» DIRECTION
Count the lines in the items below that contain the string "green", treating uppercase and lowercase as different. Give only the number.

Collected data
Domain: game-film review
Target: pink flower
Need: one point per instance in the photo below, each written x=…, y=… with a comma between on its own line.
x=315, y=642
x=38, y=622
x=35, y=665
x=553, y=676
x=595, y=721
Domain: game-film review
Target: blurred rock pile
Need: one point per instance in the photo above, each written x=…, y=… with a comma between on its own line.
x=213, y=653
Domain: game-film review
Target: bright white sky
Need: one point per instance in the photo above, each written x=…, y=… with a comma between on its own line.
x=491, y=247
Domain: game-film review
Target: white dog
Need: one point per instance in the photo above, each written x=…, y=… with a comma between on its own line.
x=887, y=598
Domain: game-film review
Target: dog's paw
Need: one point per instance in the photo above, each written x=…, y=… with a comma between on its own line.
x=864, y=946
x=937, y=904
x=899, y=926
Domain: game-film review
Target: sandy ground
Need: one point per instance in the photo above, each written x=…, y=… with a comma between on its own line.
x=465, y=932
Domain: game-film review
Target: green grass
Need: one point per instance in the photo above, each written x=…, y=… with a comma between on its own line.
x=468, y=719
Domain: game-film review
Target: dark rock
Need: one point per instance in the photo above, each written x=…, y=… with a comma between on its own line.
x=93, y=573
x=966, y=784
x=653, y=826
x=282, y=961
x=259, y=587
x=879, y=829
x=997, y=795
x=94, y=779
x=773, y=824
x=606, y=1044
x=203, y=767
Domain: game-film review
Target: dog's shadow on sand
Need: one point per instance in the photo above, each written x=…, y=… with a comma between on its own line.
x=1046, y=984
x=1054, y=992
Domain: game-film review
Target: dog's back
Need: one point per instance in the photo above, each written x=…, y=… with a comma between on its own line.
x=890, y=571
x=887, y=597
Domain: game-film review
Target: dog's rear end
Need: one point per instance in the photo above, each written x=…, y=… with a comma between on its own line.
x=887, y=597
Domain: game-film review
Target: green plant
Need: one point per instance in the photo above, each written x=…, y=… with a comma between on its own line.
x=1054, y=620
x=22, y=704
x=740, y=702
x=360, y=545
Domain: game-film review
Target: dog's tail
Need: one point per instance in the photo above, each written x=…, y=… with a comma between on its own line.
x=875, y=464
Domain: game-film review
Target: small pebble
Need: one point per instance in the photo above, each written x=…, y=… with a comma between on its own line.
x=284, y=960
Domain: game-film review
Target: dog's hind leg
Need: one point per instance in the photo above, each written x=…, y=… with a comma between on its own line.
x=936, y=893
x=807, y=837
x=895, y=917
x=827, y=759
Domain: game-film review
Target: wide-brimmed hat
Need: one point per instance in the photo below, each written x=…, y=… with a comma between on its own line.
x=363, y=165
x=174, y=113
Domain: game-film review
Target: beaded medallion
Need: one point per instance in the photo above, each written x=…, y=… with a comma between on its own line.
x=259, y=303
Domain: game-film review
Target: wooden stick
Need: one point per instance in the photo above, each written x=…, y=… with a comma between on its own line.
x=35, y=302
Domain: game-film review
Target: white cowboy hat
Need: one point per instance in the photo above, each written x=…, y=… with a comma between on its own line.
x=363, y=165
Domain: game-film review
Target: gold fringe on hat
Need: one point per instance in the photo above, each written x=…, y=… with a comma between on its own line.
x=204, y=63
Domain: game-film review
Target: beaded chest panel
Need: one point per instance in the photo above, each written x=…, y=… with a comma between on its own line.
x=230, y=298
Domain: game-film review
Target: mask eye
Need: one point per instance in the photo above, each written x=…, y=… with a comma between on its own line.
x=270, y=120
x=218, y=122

» SOLVED PROBLEM
2